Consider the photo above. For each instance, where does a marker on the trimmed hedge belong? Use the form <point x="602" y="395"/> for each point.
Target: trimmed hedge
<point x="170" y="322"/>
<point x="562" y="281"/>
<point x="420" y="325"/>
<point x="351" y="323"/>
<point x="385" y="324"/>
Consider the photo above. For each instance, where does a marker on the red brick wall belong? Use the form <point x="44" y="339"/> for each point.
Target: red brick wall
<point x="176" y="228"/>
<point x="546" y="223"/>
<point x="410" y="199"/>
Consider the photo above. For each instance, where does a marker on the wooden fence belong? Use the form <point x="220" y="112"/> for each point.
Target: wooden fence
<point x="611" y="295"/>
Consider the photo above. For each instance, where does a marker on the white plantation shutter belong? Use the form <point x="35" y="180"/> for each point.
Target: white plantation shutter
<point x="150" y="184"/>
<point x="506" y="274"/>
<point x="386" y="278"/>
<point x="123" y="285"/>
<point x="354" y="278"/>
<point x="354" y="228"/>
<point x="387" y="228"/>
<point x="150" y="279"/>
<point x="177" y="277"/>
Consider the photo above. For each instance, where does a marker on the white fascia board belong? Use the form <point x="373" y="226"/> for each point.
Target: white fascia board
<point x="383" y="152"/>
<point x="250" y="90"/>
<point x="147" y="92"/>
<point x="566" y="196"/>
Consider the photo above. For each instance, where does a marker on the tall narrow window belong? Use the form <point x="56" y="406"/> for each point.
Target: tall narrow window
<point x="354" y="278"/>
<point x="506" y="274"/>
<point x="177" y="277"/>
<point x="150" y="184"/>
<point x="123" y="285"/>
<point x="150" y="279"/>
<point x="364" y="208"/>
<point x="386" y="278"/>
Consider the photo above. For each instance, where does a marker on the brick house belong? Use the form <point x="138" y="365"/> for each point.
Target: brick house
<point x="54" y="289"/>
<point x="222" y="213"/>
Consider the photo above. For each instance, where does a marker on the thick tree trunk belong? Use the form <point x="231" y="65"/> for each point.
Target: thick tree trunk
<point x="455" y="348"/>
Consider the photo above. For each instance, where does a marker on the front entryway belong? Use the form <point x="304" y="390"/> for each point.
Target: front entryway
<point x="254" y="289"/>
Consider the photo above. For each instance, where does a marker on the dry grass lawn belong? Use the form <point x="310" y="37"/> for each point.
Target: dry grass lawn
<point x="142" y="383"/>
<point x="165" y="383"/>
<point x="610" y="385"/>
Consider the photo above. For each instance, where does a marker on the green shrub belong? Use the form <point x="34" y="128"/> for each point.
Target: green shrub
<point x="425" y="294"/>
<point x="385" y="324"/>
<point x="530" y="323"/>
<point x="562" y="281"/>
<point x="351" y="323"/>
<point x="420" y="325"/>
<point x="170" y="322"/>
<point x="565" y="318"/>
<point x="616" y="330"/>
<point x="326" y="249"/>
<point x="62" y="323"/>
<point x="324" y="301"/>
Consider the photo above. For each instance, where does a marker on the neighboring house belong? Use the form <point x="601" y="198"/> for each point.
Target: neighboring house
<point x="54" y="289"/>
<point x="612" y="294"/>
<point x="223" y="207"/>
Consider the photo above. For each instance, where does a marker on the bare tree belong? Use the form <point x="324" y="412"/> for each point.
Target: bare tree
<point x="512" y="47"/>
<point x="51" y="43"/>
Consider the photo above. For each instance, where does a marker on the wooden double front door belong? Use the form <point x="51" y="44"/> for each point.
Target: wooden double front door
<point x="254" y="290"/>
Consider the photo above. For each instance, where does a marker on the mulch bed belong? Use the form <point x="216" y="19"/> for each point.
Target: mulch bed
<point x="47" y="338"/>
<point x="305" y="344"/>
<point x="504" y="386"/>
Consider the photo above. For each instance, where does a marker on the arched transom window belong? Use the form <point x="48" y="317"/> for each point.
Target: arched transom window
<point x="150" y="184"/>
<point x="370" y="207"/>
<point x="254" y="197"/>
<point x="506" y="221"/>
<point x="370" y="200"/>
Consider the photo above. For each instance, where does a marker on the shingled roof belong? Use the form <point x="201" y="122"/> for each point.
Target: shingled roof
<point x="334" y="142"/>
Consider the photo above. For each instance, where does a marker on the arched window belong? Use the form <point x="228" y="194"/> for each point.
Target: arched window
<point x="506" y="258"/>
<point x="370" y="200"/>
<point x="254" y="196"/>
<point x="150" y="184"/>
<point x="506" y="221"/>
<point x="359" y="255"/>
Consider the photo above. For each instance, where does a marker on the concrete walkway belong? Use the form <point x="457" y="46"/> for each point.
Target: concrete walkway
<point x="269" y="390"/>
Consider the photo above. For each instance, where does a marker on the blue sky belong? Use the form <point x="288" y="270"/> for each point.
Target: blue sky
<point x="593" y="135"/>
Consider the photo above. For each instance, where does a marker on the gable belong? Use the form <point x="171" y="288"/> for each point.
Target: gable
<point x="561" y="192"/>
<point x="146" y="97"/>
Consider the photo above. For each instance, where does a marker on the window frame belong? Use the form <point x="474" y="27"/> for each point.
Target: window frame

===============

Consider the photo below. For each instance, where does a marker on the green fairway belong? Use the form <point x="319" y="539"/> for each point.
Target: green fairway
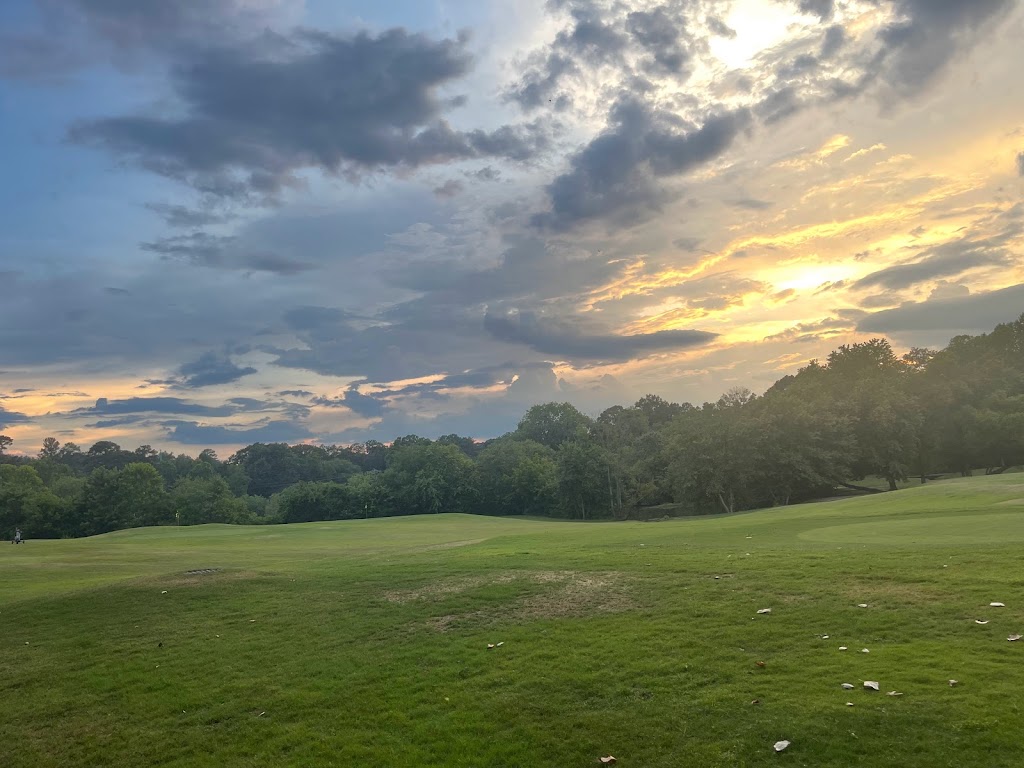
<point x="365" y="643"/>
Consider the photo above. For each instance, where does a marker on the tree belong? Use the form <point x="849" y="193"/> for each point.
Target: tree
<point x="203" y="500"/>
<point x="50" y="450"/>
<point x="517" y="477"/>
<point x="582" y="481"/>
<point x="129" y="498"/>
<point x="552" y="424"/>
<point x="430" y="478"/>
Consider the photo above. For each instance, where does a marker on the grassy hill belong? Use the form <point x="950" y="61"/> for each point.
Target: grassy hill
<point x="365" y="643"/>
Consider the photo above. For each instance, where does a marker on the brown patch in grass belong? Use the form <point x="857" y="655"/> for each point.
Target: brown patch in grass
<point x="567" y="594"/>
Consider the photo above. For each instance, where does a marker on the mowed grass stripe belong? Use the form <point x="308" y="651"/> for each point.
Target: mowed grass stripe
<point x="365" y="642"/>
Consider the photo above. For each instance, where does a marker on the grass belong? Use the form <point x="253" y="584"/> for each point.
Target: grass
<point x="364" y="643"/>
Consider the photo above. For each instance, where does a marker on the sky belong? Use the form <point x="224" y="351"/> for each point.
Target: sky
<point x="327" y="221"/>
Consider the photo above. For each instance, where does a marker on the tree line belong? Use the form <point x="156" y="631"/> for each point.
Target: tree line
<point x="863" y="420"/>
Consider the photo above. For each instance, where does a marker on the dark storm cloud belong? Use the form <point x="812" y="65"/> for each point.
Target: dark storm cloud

===============

Set exercise => Show every line in the items above that contains the word "mulch". Case counts.

Result for this task =>
Consider the photo above. For each instance, where does a marker on the mulch bed belong? Use the form <point x="216" y="19"/> for each point.
Target: mulch bed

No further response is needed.